Dataset excerpts
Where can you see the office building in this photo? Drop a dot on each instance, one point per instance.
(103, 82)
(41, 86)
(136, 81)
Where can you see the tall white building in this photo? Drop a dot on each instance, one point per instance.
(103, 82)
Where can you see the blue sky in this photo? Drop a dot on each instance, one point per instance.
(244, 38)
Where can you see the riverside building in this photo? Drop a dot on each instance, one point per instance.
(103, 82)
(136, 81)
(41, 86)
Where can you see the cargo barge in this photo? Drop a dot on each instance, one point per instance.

==

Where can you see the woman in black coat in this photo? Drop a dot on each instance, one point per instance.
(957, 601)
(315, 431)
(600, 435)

Work item
All lines in the data above from the one with "Where can you see the office" through the one with "Where can you see the cargo" must be repeated exactly, and no others.

Result of this exercise
Where can you see the office building in this photo? Drop a dot on each instance, one point per instance.
(103, 82)
(41, 86)
(136, 81)
Where can you see the tall white building in this photo? Drop a dot on each instance, one point per instance.
(103, 82)
Where can you see the blue sky in this photo? Drop a dot on each instance, one point per instance.
(244, 38)
Where can you see the riverside building in this photo? Drop a dot on each instance, one point per instance.
(103, 82)
(136, 81)
(41, 86)
Where can you see the cargo barge in this photo? Drop a dot on each instance, one point per instance.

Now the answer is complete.